··· Supplied records ···

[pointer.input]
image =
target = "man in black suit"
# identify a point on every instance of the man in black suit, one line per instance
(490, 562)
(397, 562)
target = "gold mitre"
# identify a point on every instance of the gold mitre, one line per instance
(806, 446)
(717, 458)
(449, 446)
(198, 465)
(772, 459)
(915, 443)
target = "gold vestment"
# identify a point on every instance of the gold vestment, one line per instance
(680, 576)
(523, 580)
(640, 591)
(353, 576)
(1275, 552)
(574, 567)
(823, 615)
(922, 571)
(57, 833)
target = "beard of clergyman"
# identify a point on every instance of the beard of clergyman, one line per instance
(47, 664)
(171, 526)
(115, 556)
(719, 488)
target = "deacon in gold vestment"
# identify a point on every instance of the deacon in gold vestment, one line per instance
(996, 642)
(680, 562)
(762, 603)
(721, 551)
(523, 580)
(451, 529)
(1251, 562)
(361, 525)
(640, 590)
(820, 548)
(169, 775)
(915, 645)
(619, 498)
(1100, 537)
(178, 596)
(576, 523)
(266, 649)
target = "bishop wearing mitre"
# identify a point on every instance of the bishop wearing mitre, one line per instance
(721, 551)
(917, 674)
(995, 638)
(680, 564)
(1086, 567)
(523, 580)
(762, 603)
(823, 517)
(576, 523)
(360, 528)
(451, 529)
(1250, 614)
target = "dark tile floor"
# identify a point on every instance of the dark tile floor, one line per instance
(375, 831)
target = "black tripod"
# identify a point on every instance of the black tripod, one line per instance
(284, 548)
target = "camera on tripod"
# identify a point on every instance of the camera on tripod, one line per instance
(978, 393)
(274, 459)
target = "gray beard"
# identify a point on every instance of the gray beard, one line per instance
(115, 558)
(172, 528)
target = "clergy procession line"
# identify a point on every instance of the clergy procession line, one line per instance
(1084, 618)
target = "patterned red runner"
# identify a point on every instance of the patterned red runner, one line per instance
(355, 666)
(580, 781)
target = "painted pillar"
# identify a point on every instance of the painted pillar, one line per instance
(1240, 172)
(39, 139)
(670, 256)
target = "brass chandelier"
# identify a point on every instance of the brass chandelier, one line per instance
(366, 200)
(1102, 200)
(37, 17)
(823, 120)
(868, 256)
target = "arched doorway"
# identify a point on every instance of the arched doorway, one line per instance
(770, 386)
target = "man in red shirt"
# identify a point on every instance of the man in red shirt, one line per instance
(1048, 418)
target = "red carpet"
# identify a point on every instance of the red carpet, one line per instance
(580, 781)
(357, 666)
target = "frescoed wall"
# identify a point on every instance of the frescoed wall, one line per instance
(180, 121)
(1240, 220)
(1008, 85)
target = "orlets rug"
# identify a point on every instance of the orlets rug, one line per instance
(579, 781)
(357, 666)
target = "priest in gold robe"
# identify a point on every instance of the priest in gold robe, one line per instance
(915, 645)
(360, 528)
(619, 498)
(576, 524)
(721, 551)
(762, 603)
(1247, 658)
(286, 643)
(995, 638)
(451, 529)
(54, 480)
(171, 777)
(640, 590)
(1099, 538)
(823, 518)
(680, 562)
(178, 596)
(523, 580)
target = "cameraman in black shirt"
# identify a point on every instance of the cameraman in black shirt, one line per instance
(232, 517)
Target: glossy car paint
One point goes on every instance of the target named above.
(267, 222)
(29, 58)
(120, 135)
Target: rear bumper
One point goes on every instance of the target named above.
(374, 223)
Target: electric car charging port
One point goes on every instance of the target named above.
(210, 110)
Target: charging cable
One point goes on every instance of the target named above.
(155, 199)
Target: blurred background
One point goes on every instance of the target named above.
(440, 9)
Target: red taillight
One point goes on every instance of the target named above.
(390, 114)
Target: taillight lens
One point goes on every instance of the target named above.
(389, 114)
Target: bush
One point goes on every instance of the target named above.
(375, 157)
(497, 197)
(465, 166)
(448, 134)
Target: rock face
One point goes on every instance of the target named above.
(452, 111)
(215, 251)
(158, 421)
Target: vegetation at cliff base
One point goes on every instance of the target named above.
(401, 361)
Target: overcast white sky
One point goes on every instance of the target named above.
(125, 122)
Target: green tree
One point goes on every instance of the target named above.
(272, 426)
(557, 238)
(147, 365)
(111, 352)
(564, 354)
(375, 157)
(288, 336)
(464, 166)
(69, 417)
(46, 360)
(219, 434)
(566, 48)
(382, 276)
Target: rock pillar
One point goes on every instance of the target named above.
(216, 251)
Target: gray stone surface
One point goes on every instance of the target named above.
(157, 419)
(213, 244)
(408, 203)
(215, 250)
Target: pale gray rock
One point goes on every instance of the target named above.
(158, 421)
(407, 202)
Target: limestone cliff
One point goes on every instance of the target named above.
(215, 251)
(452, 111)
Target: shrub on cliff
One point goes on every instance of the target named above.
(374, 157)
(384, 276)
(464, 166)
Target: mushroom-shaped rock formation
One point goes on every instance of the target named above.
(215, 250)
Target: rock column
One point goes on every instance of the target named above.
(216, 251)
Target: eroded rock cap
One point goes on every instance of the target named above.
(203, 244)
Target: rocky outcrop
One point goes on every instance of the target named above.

···

(Your goal): A single figure is the whole answer: the number of lines in the material above where the string "taillight" occurs.

(Task result): 2